**Passage shown:**
Joint employer relationships are commonplace in the automotive industry. From auto makers that contract with other companies for parts to auto dealers that utilize franchise arrangements, the auto industry is reliant on joint business arrangements. To avoid unnecessary violations, automotive employers should be knowledgeable of the rules prior to entering any potential joint employer relationships.
In a recently issued guidance, the Department of Labor (DOL) has aggressively interpreted its authority “as broad as possible” to hold employers responsible for wage and hour violations committed by separate “joint employers.” This guidance, issued by David Weil, the administrator of DOL’s Wage and Hour Division, makes clear that those businesses sharing employees or using franchisees, contractors, or temporary staffing agencies may become legally responsible for wage and hour violations committed by another employer. Below we recap the changes in standards and provide examples of how they affect auto companies.
Defining Joint Employers
In our Labor & Employment Law Perspectives blog, we have previously discussed how the National Labor Relations Board has expanded its definition of “joint employer” to cover a business’s mere possession of authority to control the terms and conditions of employment over a contractor’s or staffing agency’s employees. DOL has now moved in a similar direction – although the test for joint employment under the Fair Labor Standards Act (FLSA) is different.

Collected data:
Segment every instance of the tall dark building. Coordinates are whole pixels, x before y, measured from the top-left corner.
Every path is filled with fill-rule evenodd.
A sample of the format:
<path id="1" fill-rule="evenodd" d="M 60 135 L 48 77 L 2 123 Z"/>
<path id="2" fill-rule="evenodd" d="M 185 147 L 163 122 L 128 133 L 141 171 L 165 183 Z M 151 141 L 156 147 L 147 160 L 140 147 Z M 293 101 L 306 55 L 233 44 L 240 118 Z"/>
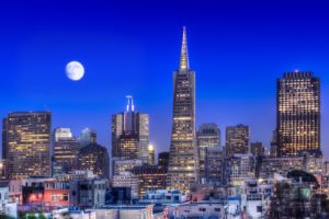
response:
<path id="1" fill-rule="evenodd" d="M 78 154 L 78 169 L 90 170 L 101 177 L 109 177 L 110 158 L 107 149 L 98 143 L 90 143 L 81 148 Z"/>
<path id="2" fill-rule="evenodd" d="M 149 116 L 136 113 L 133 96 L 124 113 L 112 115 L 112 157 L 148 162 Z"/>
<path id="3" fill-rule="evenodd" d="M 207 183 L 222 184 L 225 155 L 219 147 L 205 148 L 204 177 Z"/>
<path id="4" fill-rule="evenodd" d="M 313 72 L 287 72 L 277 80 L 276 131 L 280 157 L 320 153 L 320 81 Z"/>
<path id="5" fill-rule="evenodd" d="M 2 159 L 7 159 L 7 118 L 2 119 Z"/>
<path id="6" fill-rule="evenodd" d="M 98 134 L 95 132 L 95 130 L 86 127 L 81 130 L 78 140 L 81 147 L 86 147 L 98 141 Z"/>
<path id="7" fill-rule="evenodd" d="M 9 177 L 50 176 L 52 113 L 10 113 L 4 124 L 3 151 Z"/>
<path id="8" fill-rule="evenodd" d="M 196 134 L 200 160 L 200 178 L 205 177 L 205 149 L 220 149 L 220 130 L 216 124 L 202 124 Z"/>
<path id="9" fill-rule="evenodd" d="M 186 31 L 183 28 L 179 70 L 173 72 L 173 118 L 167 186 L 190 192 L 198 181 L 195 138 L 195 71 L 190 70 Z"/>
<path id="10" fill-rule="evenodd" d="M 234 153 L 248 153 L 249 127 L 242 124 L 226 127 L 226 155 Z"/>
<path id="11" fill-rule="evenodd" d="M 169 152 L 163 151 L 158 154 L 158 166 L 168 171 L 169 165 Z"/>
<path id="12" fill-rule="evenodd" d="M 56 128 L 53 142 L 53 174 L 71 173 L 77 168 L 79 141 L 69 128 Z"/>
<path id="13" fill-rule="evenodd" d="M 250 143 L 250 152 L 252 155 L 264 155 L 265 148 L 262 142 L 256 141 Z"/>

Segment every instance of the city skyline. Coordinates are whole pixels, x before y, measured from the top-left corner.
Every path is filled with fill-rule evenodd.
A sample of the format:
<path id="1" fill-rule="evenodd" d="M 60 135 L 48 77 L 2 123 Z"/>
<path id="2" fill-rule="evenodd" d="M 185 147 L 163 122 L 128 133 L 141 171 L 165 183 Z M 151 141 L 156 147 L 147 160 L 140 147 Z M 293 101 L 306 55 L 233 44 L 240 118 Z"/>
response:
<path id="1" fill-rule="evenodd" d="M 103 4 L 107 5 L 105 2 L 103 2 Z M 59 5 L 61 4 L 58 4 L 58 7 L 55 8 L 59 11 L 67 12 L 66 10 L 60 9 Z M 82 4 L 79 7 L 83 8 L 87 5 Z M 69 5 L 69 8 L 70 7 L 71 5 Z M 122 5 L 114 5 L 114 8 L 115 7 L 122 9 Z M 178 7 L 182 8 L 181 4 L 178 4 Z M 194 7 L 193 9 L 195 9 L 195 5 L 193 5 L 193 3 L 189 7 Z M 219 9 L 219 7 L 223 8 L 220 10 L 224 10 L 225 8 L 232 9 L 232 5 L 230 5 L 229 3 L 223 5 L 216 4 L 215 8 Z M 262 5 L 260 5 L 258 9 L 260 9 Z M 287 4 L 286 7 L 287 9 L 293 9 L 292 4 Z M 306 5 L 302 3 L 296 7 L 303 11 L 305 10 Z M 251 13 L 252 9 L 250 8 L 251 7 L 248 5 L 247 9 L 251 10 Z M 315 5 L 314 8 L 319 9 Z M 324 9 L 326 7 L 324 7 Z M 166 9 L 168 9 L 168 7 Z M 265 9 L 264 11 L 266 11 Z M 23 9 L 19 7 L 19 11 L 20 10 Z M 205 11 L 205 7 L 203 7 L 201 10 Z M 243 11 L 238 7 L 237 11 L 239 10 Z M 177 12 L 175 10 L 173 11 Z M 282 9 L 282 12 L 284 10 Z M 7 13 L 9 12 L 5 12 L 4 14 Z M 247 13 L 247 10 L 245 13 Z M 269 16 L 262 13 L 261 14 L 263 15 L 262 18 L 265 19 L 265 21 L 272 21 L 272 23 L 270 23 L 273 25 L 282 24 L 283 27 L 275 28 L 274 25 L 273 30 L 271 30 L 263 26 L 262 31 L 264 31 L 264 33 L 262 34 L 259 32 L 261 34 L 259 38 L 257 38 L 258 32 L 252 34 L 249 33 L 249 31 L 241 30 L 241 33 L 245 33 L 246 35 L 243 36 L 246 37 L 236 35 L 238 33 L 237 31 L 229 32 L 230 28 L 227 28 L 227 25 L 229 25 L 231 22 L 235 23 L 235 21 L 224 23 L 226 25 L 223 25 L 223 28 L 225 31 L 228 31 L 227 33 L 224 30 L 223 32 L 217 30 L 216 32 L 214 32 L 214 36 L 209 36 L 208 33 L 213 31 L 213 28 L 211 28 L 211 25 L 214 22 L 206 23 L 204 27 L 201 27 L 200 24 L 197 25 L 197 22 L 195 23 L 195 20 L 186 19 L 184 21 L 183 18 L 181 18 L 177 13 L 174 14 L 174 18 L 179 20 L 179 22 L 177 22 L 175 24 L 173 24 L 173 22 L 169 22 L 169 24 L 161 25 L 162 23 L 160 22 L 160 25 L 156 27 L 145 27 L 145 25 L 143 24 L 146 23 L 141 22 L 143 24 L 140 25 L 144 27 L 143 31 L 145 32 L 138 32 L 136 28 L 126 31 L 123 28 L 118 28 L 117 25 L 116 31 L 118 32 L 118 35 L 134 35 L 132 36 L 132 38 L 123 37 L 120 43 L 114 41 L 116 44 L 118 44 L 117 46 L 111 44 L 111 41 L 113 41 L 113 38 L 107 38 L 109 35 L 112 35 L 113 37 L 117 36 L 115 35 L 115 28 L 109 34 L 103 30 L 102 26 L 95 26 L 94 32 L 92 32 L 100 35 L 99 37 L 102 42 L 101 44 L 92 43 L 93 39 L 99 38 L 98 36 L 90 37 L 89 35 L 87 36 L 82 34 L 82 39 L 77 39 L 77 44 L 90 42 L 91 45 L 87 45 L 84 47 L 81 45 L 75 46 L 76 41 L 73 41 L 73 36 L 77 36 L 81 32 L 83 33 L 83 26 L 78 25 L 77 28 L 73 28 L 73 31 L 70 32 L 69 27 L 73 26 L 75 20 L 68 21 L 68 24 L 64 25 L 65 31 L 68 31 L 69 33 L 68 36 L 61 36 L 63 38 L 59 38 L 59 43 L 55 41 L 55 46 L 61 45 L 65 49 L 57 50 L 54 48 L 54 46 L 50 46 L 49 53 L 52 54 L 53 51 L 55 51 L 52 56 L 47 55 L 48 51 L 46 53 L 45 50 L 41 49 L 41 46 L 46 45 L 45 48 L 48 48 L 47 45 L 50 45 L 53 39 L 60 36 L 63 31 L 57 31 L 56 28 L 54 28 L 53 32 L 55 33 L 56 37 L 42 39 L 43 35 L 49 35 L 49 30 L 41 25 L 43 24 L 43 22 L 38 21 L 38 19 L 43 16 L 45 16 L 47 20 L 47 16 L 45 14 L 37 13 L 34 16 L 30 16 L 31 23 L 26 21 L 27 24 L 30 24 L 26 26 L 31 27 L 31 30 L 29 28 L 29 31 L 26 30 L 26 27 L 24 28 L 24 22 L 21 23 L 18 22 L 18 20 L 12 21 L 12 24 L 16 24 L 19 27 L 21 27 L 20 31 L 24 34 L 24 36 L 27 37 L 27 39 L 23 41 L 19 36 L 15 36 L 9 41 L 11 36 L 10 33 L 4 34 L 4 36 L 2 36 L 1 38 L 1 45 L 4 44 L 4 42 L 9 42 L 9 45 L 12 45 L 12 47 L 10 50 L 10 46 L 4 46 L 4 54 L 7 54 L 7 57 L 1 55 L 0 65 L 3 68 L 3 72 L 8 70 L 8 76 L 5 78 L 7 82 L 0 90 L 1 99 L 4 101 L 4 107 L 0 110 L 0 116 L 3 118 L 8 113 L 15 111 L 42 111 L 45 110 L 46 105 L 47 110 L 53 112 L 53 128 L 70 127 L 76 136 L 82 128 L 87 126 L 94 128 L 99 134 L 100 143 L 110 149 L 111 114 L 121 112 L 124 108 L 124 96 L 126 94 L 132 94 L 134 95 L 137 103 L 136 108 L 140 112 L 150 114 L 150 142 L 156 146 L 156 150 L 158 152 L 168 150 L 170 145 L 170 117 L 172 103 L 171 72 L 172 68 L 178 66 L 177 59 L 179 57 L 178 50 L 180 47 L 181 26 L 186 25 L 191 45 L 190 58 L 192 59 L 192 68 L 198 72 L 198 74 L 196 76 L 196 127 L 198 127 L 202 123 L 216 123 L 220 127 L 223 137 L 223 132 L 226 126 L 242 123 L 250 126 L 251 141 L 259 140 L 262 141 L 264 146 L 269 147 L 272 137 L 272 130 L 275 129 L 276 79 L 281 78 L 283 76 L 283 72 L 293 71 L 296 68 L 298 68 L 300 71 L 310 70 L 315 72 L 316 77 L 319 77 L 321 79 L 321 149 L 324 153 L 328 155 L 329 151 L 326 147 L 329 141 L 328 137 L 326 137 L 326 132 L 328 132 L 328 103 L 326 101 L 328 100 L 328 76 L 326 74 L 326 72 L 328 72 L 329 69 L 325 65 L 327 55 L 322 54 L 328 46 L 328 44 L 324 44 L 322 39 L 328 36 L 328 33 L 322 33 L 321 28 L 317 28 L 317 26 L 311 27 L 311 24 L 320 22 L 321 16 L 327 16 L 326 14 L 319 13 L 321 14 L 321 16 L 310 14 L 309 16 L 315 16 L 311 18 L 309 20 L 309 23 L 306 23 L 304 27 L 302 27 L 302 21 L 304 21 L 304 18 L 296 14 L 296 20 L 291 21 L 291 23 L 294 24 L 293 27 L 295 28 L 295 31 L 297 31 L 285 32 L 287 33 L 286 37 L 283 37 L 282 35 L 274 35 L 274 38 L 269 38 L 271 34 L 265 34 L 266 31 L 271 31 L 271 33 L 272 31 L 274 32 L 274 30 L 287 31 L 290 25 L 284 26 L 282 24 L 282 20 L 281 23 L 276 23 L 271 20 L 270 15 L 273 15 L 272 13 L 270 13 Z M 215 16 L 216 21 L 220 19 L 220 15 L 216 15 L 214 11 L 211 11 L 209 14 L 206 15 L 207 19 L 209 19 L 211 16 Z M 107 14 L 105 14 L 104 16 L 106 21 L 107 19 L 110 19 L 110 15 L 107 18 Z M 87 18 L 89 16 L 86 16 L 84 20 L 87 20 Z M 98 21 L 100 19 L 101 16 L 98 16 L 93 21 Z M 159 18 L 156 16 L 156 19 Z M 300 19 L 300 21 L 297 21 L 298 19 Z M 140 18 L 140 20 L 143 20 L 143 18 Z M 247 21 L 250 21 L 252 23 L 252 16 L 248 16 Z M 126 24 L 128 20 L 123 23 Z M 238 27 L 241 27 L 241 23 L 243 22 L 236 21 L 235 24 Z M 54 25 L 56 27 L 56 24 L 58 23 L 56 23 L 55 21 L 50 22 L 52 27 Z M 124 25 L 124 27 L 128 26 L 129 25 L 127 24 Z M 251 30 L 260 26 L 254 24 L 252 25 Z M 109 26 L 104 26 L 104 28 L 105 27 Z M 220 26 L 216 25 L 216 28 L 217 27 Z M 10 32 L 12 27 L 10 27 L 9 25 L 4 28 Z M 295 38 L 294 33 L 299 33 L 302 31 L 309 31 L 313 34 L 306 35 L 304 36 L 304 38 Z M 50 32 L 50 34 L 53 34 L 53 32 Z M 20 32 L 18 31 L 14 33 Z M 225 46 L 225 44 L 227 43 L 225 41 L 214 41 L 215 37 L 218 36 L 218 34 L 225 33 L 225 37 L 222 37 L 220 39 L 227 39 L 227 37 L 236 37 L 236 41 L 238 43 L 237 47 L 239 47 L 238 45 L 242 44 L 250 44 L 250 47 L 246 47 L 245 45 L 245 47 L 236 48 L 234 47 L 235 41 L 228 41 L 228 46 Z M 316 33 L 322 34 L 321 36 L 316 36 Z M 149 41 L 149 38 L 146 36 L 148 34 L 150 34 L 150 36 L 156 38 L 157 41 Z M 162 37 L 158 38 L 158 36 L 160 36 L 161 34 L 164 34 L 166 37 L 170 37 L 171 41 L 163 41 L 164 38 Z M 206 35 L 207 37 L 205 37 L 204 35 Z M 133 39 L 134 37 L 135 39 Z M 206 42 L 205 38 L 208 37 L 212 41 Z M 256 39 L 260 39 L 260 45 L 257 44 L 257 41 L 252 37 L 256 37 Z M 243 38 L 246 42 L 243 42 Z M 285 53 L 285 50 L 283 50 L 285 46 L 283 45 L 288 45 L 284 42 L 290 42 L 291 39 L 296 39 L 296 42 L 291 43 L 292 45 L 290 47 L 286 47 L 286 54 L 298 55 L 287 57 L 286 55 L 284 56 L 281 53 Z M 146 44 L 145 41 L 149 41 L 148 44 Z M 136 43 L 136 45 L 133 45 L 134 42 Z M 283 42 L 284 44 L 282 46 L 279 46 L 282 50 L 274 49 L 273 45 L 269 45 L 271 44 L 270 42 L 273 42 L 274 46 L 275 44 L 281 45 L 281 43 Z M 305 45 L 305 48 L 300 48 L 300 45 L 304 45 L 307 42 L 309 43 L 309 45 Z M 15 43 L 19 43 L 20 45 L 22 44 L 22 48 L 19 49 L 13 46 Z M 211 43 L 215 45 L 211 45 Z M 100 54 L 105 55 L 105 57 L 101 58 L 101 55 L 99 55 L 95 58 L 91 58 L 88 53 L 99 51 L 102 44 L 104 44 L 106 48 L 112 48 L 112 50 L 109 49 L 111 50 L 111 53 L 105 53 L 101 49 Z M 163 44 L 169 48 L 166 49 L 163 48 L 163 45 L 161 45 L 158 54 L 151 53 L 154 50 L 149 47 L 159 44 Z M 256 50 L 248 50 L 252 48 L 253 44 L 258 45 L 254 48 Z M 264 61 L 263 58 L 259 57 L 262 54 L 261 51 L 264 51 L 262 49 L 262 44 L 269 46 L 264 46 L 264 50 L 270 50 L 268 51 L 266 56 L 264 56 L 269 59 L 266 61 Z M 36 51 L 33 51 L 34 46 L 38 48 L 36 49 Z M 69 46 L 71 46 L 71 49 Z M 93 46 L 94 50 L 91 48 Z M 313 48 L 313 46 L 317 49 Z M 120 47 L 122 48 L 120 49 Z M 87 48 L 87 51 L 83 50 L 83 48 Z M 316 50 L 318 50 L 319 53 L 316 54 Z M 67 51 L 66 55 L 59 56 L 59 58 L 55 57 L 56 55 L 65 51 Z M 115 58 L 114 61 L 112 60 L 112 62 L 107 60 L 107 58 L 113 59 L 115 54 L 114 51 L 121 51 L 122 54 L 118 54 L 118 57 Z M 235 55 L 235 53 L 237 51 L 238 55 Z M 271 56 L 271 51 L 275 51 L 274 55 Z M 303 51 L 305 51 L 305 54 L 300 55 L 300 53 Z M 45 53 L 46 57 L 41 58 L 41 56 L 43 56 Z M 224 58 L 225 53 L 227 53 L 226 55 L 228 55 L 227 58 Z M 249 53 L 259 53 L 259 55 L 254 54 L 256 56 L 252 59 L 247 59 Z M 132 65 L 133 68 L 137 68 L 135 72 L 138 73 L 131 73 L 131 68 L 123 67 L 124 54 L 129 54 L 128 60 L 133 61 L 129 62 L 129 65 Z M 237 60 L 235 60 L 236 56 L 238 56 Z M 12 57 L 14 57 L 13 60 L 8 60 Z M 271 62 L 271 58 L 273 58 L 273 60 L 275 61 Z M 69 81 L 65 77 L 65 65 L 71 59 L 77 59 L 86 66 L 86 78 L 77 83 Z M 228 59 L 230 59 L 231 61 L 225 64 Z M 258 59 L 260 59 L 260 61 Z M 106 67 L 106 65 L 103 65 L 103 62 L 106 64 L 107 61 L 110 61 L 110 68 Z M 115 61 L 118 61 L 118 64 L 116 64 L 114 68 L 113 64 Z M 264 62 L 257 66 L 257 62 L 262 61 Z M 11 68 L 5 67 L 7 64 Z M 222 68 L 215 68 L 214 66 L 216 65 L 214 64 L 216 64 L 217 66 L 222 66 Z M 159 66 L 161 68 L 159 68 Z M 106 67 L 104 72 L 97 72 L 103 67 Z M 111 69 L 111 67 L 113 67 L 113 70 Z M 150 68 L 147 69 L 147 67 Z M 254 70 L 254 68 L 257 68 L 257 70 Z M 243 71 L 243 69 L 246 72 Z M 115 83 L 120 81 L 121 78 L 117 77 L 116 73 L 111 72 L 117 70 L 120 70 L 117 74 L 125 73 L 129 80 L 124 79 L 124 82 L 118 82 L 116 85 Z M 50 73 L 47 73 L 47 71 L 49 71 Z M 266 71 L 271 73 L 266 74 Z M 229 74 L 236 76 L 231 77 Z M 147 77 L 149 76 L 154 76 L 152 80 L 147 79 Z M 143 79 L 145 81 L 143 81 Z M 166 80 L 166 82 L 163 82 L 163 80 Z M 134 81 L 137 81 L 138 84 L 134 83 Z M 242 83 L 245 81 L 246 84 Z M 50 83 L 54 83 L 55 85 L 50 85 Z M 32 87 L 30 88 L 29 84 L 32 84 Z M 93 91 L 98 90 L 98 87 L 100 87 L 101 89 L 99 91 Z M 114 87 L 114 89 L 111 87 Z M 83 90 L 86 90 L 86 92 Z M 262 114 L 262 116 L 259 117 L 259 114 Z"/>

**Problem details:**
Continue the article on joint employer liability in the auto industry, starting right after its last sentence.

**Response:**
Under the FLSA, workers who are not exempt must be paid at least minimum wage for all hours and receive overtime pay for all hours worked beyond 40 hours in a week. If two employers are considered joint employers, then both of them may be held liable for unpaid wages and penalties.
Horizontal vs. Vertical Joint Employment
Horizontal joint employment means that two employers are responsible for the violations of each other because of how they jointly use the same employees. For example, auto companies that are separate legal entities could be considered joint employers if they have common ownership and joint control over employees. Below are some of the factors for horizontal joint ownership outlined by DOL:
- Common owners and/or managers
- Shared control over hiring and firing
- Coordination of hours and scheduling
- Joint supervision of employees
- Use of same payroll system
So if an employee works 40 hours per week at Company A and ten hours per week at Company B, DOL can sue both businesses for ten hours per week of unpaid overtime and recover the entire amount owed from either entity if they are found to be horizontal joint employers. However, no joint employment relationship exists when the entities do not have common management or ownership and have no arrangement by which they share employees.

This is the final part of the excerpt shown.